What the task requires — Return, character for character, the lines starting at the one that contains "man in black" and ending at the one that contains "[730,0,812,450]", including both of those lines.

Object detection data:

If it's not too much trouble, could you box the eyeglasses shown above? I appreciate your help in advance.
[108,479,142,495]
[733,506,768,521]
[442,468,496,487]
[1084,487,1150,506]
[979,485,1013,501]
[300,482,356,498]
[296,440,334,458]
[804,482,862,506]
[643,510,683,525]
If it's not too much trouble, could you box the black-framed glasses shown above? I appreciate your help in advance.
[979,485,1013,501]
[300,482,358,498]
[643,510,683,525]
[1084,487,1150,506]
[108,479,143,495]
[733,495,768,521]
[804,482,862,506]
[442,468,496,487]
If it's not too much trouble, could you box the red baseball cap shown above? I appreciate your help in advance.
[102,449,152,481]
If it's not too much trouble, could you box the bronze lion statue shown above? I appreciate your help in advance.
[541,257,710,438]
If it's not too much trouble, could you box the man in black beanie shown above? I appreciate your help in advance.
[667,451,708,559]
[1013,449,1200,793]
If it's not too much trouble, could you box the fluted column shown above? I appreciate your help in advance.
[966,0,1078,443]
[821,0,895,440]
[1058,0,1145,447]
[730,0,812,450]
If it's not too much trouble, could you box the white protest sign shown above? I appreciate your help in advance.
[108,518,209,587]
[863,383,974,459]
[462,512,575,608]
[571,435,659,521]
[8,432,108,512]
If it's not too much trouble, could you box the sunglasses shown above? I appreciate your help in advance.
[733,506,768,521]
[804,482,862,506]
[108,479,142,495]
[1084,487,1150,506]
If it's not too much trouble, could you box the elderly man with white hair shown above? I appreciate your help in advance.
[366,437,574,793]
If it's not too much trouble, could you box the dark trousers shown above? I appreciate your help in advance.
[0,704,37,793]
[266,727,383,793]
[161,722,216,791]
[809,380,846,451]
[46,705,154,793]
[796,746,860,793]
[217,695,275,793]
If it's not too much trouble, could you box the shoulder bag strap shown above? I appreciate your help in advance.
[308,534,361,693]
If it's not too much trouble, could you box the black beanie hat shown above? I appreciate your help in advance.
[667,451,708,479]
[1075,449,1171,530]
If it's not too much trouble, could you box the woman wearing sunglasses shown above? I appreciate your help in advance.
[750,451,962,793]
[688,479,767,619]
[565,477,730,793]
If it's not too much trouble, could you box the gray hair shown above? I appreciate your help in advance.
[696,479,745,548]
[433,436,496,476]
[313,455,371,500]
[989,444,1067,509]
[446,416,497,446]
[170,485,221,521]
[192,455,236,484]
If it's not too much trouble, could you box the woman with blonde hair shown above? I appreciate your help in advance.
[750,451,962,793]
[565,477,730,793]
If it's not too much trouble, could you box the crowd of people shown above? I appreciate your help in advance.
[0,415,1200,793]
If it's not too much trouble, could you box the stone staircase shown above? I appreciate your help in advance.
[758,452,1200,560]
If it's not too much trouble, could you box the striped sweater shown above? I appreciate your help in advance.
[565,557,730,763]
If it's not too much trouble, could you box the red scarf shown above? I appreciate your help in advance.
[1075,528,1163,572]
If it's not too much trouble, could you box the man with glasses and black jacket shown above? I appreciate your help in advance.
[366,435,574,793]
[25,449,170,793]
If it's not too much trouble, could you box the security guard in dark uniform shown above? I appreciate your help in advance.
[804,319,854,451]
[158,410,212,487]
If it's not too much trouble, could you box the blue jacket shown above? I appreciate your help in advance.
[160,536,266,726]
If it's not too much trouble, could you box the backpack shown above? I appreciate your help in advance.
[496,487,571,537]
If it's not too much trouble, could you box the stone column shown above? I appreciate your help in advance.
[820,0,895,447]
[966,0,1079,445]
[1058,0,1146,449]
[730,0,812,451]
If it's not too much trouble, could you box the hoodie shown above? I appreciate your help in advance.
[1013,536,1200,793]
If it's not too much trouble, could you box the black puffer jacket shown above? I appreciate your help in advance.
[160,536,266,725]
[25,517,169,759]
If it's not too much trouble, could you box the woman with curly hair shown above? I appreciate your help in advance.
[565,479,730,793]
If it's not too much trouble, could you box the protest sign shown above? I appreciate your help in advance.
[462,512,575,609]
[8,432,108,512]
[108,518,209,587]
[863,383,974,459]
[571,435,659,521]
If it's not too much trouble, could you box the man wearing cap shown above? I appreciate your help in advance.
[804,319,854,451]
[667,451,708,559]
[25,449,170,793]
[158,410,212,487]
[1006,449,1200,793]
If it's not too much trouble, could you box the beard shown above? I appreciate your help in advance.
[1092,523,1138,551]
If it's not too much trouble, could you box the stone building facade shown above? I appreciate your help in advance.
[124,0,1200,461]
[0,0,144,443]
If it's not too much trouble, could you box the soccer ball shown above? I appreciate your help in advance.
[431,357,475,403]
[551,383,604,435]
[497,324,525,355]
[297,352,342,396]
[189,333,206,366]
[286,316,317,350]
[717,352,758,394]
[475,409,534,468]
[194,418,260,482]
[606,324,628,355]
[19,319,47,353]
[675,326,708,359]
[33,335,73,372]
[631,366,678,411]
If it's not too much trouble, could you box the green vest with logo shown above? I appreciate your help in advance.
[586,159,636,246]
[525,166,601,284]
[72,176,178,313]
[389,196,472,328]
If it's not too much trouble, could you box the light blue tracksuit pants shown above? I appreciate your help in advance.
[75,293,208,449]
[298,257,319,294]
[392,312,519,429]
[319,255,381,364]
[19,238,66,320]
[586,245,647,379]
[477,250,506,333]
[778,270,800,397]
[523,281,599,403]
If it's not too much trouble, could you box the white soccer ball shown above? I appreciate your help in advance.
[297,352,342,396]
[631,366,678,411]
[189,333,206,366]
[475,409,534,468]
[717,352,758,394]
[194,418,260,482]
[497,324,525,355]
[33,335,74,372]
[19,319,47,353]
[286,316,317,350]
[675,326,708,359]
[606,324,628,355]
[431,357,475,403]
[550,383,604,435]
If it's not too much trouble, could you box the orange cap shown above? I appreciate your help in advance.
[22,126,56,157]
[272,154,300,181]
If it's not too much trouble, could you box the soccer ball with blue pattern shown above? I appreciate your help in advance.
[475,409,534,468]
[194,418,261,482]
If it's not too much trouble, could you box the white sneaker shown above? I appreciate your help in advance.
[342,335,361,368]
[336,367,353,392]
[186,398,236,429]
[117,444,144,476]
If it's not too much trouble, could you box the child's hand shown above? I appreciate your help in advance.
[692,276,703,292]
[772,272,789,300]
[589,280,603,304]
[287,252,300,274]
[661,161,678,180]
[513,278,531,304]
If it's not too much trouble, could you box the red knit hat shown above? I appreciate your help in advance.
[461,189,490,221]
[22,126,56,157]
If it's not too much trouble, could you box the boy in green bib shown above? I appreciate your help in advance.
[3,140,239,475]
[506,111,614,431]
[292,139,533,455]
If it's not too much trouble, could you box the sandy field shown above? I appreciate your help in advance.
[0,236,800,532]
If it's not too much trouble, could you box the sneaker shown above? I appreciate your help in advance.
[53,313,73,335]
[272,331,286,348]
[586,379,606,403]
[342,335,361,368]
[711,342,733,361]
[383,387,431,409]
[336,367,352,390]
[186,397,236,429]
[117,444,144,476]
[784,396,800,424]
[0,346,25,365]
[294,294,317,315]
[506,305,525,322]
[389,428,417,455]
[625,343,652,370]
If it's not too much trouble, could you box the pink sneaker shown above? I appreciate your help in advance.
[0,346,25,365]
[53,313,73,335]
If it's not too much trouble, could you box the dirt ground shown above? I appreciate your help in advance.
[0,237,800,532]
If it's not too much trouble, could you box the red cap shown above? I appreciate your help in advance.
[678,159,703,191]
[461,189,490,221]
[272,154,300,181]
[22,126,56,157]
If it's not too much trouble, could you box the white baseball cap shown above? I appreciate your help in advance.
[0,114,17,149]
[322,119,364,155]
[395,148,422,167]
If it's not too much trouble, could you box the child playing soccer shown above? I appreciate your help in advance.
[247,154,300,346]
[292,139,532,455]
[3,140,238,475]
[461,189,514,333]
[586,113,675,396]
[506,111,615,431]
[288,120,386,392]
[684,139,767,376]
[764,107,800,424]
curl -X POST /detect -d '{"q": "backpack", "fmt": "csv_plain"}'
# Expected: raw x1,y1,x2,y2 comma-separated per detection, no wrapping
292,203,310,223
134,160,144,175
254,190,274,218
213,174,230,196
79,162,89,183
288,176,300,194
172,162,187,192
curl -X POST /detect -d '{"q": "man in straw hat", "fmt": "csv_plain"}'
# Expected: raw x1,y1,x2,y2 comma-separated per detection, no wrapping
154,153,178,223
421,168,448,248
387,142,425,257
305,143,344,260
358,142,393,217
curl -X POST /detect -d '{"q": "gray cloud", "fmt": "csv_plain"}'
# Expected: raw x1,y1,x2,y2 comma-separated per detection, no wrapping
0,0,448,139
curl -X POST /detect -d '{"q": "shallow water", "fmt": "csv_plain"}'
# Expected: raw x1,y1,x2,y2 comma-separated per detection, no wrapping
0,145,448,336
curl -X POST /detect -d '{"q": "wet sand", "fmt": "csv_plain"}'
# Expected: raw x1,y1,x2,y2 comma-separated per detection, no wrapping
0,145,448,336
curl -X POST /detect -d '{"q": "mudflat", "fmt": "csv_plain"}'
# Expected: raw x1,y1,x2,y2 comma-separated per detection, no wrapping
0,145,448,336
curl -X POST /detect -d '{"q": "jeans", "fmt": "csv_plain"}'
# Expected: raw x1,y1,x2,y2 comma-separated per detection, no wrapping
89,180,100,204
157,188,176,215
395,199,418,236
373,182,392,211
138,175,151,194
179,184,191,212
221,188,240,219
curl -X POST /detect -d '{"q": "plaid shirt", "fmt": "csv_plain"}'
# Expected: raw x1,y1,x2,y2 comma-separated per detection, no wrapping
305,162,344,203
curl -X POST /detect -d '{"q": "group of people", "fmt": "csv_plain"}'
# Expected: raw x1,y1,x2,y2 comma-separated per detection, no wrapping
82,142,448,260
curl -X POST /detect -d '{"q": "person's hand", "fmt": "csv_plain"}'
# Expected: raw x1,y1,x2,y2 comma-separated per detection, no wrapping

Written solution —
If it's not too much trouble, could you box the man in black beanie shown above? I appreciate your help in advance.
[667,451,708,559]
[1013,449,1200,793]
If it's not too much trouble, could you box the fluted column shown above? I appreciate your help in advance.
[966,0,1078,443]
[821,0,895,440]
[1058,0,1145,447]
[730,0,812,450]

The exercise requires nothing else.